* Data provided:
▬▬▬
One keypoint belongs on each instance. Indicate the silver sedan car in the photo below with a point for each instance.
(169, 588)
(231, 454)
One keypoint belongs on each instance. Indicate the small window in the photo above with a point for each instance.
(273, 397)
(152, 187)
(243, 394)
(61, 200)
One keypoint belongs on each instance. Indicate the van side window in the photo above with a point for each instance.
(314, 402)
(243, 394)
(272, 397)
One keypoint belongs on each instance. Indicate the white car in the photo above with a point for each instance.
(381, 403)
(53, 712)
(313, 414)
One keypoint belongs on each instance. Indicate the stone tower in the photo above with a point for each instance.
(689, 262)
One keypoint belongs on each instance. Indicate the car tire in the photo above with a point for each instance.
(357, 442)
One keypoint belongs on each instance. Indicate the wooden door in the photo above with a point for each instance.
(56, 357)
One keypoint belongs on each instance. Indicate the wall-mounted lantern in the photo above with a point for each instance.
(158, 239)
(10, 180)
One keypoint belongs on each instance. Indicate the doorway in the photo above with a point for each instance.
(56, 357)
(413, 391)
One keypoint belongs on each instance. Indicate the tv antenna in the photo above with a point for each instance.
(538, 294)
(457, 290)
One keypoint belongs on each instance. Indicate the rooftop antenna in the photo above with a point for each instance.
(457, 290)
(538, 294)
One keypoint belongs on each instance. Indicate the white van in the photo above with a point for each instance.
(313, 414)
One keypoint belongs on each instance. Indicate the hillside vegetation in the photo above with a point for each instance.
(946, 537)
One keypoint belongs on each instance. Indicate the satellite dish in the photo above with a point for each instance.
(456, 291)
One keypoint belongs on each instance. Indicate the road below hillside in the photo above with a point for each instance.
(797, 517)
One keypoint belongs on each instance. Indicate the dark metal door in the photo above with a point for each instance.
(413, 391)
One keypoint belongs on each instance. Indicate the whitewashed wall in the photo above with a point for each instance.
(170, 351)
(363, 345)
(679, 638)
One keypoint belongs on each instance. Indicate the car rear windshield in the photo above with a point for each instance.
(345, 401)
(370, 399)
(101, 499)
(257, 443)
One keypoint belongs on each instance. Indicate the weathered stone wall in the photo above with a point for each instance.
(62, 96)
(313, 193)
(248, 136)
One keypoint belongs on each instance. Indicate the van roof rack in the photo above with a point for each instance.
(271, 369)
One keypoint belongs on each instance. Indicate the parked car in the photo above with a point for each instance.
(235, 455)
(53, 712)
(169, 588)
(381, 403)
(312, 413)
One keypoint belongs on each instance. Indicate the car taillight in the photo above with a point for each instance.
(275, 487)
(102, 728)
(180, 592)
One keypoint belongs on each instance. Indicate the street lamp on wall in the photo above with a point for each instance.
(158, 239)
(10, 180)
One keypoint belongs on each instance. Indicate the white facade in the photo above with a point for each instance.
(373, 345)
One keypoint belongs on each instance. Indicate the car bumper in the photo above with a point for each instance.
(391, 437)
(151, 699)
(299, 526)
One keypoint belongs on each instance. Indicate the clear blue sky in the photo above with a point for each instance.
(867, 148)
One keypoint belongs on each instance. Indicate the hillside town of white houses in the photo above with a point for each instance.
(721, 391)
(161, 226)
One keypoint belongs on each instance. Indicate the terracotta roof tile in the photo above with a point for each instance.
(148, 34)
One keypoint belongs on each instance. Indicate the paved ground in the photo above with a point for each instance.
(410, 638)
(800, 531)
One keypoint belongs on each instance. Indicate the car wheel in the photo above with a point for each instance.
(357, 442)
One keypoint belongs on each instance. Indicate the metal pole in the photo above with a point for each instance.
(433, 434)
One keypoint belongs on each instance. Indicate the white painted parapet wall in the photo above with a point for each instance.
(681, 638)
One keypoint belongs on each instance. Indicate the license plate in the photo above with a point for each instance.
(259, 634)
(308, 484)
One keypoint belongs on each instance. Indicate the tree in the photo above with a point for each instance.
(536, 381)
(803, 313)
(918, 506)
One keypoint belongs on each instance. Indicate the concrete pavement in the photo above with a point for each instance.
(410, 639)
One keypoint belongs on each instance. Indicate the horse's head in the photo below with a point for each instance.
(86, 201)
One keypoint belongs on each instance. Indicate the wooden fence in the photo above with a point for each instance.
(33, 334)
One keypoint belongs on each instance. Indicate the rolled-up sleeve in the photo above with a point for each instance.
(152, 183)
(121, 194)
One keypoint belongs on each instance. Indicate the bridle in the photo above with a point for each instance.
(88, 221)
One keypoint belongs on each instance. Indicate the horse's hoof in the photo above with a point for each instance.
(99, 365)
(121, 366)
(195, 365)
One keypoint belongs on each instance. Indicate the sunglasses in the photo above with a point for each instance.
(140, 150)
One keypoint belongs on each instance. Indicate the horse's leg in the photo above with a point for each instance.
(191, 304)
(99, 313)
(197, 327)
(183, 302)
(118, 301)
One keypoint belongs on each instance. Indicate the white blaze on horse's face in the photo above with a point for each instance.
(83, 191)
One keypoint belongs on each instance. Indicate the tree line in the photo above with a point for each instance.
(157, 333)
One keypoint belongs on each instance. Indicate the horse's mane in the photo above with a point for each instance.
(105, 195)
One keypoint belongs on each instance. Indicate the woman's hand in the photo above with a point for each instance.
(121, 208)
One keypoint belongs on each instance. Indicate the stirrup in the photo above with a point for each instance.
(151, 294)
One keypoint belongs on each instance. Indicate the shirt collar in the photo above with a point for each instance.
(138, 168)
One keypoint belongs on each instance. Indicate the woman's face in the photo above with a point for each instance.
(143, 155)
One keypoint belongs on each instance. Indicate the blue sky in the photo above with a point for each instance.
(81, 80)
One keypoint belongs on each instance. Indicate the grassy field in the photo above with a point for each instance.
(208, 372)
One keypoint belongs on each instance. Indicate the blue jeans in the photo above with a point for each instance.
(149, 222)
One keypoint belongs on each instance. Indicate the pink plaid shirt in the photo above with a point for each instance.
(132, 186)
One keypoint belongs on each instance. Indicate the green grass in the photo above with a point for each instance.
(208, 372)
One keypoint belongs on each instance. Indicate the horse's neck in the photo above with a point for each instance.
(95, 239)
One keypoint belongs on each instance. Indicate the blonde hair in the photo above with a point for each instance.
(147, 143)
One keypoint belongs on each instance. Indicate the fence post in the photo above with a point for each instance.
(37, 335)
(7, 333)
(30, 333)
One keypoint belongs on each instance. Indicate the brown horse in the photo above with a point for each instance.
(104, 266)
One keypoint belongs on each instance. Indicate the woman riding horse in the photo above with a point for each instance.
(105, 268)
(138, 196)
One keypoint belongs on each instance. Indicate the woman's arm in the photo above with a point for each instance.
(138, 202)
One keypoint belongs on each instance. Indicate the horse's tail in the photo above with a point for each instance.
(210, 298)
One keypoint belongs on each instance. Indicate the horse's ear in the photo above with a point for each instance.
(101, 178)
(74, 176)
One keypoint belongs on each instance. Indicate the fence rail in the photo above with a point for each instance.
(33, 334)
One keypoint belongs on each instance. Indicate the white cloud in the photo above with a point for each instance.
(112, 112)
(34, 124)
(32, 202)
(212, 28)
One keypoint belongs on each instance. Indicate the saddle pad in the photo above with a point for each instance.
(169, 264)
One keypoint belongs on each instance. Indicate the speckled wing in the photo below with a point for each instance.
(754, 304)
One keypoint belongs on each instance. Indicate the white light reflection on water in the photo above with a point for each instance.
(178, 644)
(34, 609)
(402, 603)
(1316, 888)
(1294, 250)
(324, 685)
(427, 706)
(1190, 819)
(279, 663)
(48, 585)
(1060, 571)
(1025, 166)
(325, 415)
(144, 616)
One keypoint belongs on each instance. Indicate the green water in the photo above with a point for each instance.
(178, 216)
▬▬▬
Repeat exactly, and only, the lines from the one containing "One keypoint belongs on each instance. Indicate the woman riding" through the end of the material.

* Solution for this task:
One keypoint belongs on each instance. Indicate the woman riding horse in the photo above with a point for each instance.
(105, 268)
(138, 196)
One keypoint belongs on each instance. Indicate the woman's arm in the photo above with a point for each instance.
(138, 202)
One keypoint belongs on each instance. Indicate the horse's tail in the photo above with a point for each instance.
(210, 298)
One keypoint belongs on each instance. Indicate the horse's ear in the photo above with a point for each instance.
(101, 178)
(74, 176)
One keypoint belongs on each instance. Indicate the fence rail in the photo above with a point for each instance.
(33, 334)
One keypoint belongs on each instance. Indicate the white cloud in the photo above with a point for each instance.
(112, 112)
(34, 124)
(32, 202)
(212, 28)
One keypoint belongs on each instance. Indicate the saddle pad in the photo above with a point for each instance.
(169, 264)
One keypoint belongs on each instance. Indicate the speckled wing in the photo below with a point for each instance.
(754, 304)
One keypoint belongs on each instance. Indicate the white light reflection on water in the photo above with a point for each instance.
(178, 644)
(34, 609)
(402, 603)
(1316, 888)
(1294, 250)
(324, 685)
(427, 706)
(1190, 819)
(279, 663)
(48, 585)
(1060, 571)
(1025, 166)
(325, 415)
(144, 616)
One keypoint belongs on each instance. Indicate the green water in the photo above with a point for each instance.
(178, 216)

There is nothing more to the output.